◆ Job A
In the mobile terminal passage below, list every component that the display control unit 54 includes.
◆ Job B
Answer these from the mobile terminal passage below:
(i) With which hand is the first pointing device 10a operated?
(ii) In the example, what appears in the determined character display column 32?
(iii) Which unit performs the function that corresponds to an operated hardware key?
◆ Job C
From the mobile terminal passage below, pull out the text from "The display control unit 54 includes" up to and including "function processor 66.", word for word.

◆ Passage provided
Under the aforementioned circumstances, by a user pressing down the pointing device 10, the software key 36 at which the corresponding pointer points is selected, allowing the character information assigned to the software key 36 to be displayed in the determined character display column 32. Herein, the first pointing device 10a is at first operated with left hand to execute the processing of selecting “R”. Subsequently, the second pointing device 10b is operated with right hand to execute the processing of selecting “K”. In such a case, “RK” is displayed in the determined character display column 32 as illustrated.

As stated above, a moving range of the pointer 38 operated by the single pointing device 10 can be limited by dividing the plurality of software keys 36 into two groups, each of which is displayed in one of the two software key display columns 34. Thereby, input operations can be performed efficiently, allowing an input speed to be improved. Further, for the user who has mastered blind touch, intuitive input operations can be performed by arranging, in a dispersed manner, characters to be inputted with each of left hand and right hand in the two software key display columns 34, allowing a comfortable input environment to be realized.

FIG. 3 is a view illustrating a structure example of a function block included in the mobile terminal device 100 in FIG. 1. The mobile terminal device 100 includes a software key receiving unit 50, a hardware key receiving unit 52, a display control unit 54 and a display unit 56.

The hardware key receiving unit 52 receives an operation executed by a user to the hardware key 20 in FIG. 1. The hardware key receiving unit 52 determines the hardware key 20 thus operated and communicates to the display control unit 54 that the hardware key 20 has been operated. Herein, it is assumed that each of the plurality of hardware keys 20 is assigned the power ON/OFF function, a function of executing a software input mode, or the camera shutter function, etc.

The display control unit 54 includes a pointing display processor 58, an analysis unit 60, a software key display processor 62, an area setting unit 64 and a function processor 66.

The analysis unit 60 analyzes which hardware key 20 has been operated based on the information communicated by the hardware key receiving unit 52. Herein, when detecting that the hardware key 20 other than the hardware key 20 corresponding to the function of executing a software input mode, which is assigned a function, for example, the power ON/OFF function, or the camera shutter function or the like, has been operated, the analysis unit 60 directs the function processor 66 to perform the function corresponding to the hardware key 20. The function processor 66 performs the function corresponding to the hardware key 20 thus operated, in accordance with the direction from the analysis unit 60.

◆ Given data
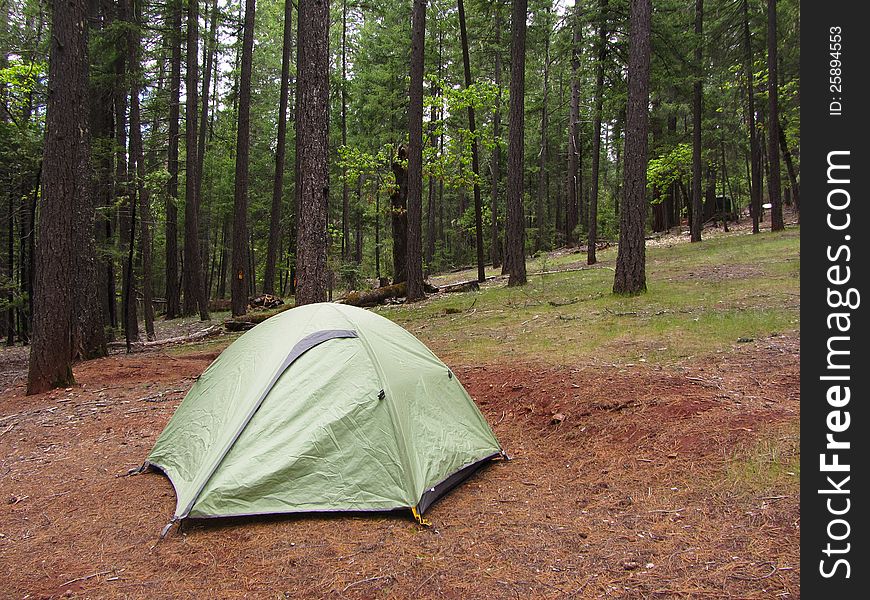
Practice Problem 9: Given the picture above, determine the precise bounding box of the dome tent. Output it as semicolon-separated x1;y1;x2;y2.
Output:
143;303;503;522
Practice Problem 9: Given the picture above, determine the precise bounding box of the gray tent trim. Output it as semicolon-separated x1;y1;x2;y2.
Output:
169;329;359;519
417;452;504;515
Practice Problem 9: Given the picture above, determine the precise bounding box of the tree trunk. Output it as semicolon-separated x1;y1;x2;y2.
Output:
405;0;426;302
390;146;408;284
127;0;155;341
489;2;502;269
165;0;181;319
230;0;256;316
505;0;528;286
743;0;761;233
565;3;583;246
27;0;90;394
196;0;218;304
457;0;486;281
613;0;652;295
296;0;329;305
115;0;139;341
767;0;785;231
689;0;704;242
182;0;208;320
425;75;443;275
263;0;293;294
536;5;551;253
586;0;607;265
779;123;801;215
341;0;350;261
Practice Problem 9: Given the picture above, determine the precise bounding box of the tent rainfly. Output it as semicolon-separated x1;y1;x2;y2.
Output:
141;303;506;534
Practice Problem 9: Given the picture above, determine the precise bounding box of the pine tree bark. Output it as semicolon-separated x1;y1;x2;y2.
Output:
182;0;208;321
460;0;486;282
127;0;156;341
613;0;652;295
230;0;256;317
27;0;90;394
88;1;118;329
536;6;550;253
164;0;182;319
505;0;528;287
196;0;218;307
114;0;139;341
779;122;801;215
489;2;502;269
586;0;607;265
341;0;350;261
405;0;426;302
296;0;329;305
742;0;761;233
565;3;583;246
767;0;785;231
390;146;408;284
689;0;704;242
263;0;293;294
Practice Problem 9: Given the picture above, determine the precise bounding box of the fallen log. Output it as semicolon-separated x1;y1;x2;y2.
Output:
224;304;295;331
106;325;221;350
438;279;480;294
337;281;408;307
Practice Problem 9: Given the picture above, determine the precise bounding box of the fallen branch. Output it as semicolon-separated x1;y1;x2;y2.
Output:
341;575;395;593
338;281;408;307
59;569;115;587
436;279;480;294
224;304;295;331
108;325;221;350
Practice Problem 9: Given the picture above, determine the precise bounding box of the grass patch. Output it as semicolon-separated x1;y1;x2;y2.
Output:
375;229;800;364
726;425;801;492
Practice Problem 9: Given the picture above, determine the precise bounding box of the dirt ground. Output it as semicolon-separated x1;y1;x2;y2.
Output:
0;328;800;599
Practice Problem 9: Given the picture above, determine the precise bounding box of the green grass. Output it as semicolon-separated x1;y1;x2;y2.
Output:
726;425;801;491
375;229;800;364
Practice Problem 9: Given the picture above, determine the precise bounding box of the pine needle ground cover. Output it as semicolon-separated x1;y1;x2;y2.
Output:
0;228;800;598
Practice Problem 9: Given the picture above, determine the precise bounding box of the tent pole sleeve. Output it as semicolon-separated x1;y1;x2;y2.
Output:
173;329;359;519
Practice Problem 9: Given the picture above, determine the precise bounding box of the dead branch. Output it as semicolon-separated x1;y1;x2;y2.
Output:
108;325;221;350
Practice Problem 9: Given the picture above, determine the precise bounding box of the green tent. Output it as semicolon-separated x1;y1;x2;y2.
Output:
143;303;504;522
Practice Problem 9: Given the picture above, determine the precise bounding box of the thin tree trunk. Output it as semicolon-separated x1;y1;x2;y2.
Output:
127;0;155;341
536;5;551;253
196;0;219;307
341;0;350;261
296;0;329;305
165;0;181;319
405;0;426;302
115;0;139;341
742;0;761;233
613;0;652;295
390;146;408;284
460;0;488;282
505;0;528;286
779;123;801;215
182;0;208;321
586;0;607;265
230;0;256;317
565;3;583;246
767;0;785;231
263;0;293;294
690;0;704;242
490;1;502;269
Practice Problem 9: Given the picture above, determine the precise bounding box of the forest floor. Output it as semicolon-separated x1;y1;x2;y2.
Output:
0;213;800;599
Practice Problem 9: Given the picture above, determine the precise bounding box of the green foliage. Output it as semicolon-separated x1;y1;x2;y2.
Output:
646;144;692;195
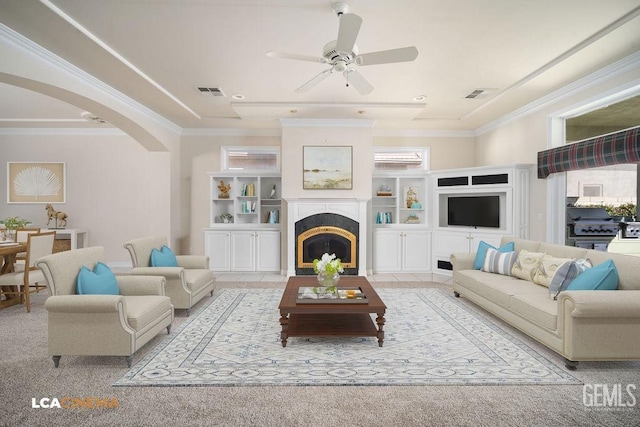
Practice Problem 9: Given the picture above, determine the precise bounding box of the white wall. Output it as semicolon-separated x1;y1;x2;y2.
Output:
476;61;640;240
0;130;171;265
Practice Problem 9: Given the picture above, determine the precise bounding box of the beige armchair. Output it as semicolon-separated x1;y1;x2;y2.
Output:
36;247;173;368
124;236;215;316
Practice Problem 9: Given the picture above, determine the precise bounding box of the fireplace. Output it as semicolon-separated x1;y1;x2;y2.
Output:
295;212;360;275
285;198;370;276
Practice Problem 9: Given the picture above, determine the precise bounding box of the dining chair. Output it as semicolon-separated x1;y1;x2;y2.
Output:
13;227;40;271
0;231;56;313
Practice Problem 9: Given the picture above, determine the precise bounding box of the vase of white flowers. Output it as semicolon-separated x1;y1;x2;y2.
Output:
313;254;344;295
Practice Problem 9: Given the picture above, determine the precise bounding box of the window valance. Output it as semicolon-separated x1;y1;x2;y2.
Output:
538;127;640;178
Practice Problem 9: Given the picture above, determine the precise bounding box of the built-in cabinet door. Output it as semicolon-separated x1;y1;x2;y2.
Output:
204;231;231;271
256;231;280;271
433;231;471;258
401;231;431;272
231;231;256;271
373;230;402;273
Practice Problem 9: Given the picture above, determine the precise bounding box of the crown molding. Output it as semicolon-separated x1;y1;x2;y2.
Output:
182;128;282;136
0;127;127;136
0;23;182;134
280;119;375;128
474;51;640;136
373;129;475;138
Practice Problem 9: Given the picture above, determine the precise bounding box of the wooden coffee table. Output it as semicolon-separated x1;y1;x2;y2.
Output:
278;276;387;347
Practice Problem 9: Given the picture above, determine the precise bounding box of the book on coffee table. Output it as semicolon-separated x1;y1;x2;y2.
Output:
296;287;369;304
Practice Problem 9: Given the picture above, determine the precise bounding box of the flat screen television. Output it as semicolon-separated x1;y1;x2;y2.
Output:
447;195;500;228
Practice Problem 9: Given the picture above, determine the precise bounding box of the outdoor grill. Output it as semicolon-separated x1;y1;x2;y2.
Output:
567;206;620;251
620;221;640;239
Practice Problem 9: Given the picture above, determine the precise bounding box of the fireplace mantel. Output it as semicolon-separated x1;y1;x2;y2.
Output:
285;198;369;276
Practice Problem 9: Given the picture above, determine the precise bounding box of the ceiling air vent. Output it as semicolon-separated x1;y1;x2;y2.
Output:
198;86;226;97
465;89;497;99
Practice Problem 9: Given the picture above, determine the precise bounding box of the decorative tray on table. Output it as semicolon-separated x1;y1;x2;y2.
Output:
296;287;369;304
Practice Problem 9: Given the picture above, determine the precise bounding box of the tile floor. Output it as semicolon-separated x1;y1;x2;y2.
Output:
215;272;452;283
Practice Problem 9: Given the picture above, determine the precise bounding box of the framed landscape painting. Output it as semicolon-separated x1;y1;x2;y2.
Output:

◆ Worked answer A
pointing display processor 58
analysis unit 60
software key display processor 62
area setting unit 64
function processor 66

◆ Worked answer B
(i) The left hand.
(ii) "RK"
(iii) The function processor 66.

◆ Worked answer C
The display control unit 54 includes a pointing display processor 58, an analysis unit 60, a software key display processor 62, an area setting unit 64 and a function processor 66.